_Passage shown:_
━━━━━━━━━━━━━━━━

Many people working in numerical mathematics undervalue the paramount importance of numerical linear algebra (matrix calculations). Would you like to comment on this issue? How often was research in numerical linear algebra essential to your work in approximation and optimization?
An optimization algorithm is no good if its matrix calculations do not provide enough accuracy, but, whenever I try to invent a new method, I assume initially that the computer arithmetic is exact. This point of view is reasonable for the minimization of general smooth functions, because techniques that prevent serious damage from nonlinear and nonquadratic terms in exact arithmetic can usually cope with the effects of computer rounding errors, as in both cases one has to restrict the effects of perturbations. Therefore I expect my algorithms to include stability properties that allow the details of the matrix operations to be addressed after the principal features of the algorithm have been chosen. Further, I prefer to find ways of performing the matrix calculations myself, instead of studying relevant research by other people.
I read in one of your articles that ``a referee suggested rejection because he did not like the bracket notation''. What is your view about the importance of refereeing? How do you classify yourself as a referee?...
The story about the bracket notation is remarkable, because the paper that was nearly rejected is the one by Roger Fletcher and myself on the Davidon-Fletcher-Powell (DFP) algorithm. As a referee, I ask whether submitted work makes a substantial contribution to its subject, whether it is correct, and whether the amount of detail is about right. I believe strongly that we can rely on the accuracy of published papers only if someone, different from the author(s), checks every line that is written, and in my opinion that task is the responsibility of referees. When it is done carefully, then refereeing becomes highly important. I try to act in this way myself, but, because my general knowledge of achievements in my fields is not comprehensive, I often consider submissions in isolation, although I should relate them to published work.

━━━━━━━━━━━━━━━━

_Dataset extract:_
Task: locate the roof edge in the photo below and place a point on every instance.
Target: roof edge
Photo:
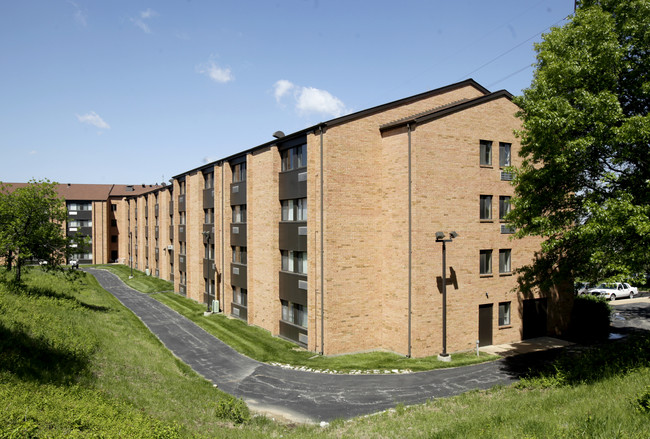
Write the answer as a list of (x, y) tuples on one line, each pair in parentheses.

━━━━━━━━━━━━━━━━

_What you need to do:_
Please rewrite the interview excerpt, starting with "An optimization algorithm" and going on through "by other people.", changing "smooth" to "differentiable". The material here was taken from a separate source and has no connection to the interview excerpt.

_Solution:_
An optimization algorithm is no good if its matrix calculations do not provide enough accuracy, but, whenever I try to invent a new method, I assume initially that the computer arithmetic is exact. This point of view is reasonable for the minimization of general differentiable functions, because techniques that prevent serious damage from nonlinear and nonquadratic terms in exact arithmetic can usually cope with the effects of computer rounding errors, as in both cases one has to restrict the effects of perturbations. Therefore I expect my algorithms to include stability properties that allow the details of the matrix operations to be addressed after the principal features of the algorithm have been chosen. Further, I prefer to find ways of performing the matrix calculations myself, instead of studying relevant research by other people.